— GIVEN TEXT —

Le Petit Chaperon Rouge (1965) Warja Lavater Accordion book in perspex slipcase. Slipcase: H167 x W117 x D26 mm; Book: H160 x W113 x D20 mm, closed; W4.5 m, open. 40 panels. Acquired from Patrick Wainwright Rare Books, 22 June 2022. Photos: Books On Books Collection.
Abstract shapes stand in for the characters and settings in this retelling of Little Red Riding Hood’s journey through the forest to visit her grandmother. With the only text being that matching symbols to the cast of characters and settings, the tale is told wordlessly.
Knowing the story and having the cast to hand, the reader/viewer easily follows the shapes and colors into a new and artful experience of the folktale. But what if the shapes and colors cannot be seen?
Artist Myriam Colin and publisher Les Doigts Qui Rêvent (“Fingers that Dream”) addressed this question with print, Braille, cloths of different texture, leather, blind embossed shapes, plastic filaments and sewing.

— EXERCISES —
1. In the text about Le Petit Chaperon Rouge, what does the publisher name Les Doigts Qui Rêvent mean in English?
2. Pick up the text about Le Petit Chaperon Rouge right after its last sentence and write what follows.

— INFORMATION SHOWN —
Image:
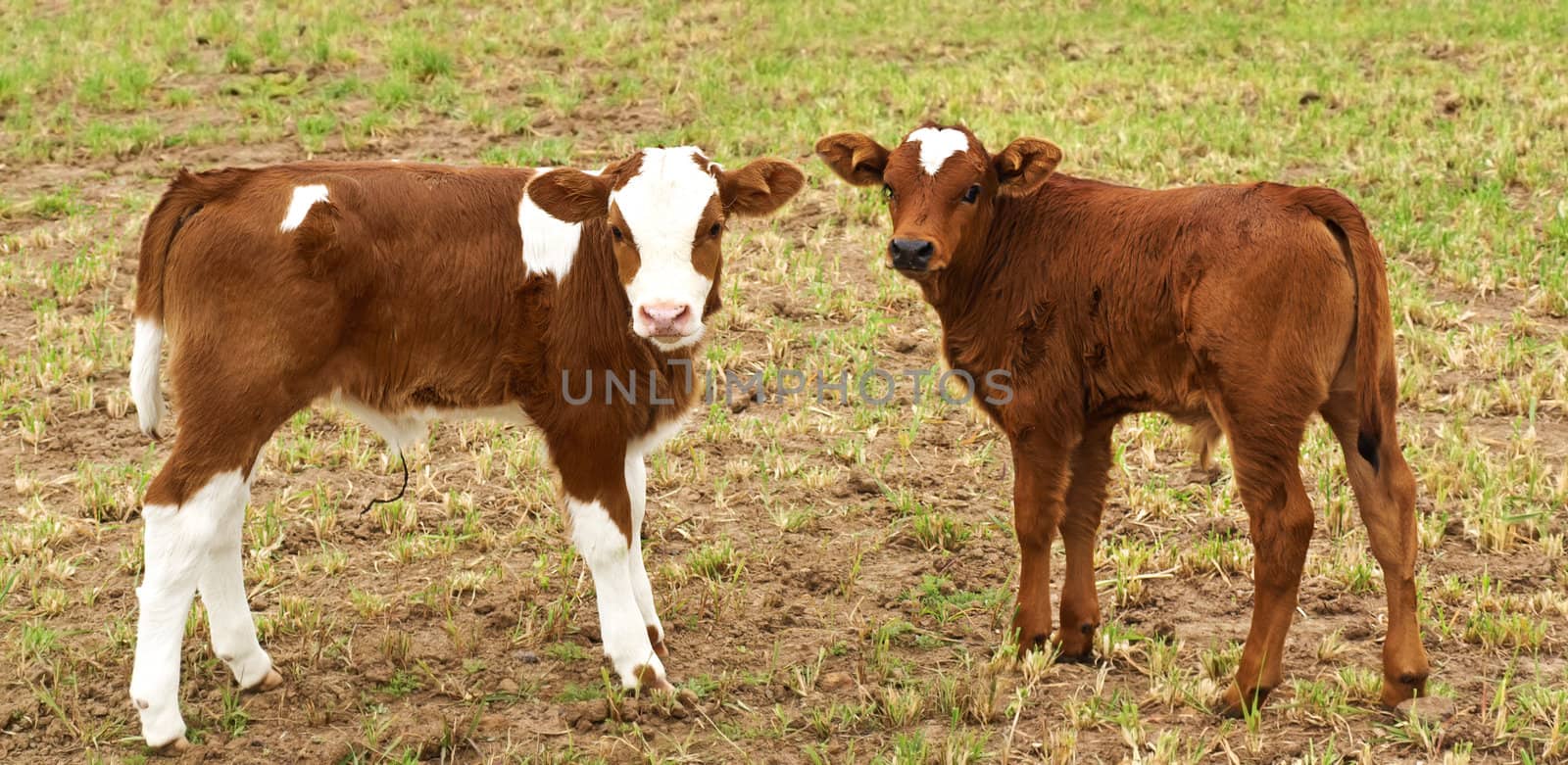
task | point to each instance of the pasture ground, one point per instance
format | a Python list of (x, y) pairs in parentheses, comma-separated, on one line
[(835, 577)]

— ANSWERS FOR THE EXERCISE —
1. Fingers that Dream

2.
Between the printed text and Braille-rendering for the cast of characters and settings, buttons of different cloths and different embossed shapes appear. In the opening scene, the red felt button for Little Red Riding Hood is of course smaller than the orange-brown broadcloth button for Mother, who stands before the raised rectangle for the house and looks over her daughter’s head at the forest of raised dots.
Later, the wolf’s belly becomes a large sewn pouch with the slit cut by the Hunter through which Grandma and Little Red Riding can be felt, ready to escape.
The brown leather button for the Hunter unites the felt Red Riding Hood, nubby-cloth Grandmother and broadcloth Mother in a clearing in the forest. A satisfactory conclusion for the sighted and visually impaired.
Spectacle: Pictoson Mural (1990) Warja Lavater H215 x W296 mm. 22 pages. Acquired from Antiquariat Übü, 3 August 2022. Photos: Books On Books Collection. Displayed with permission of the publisher.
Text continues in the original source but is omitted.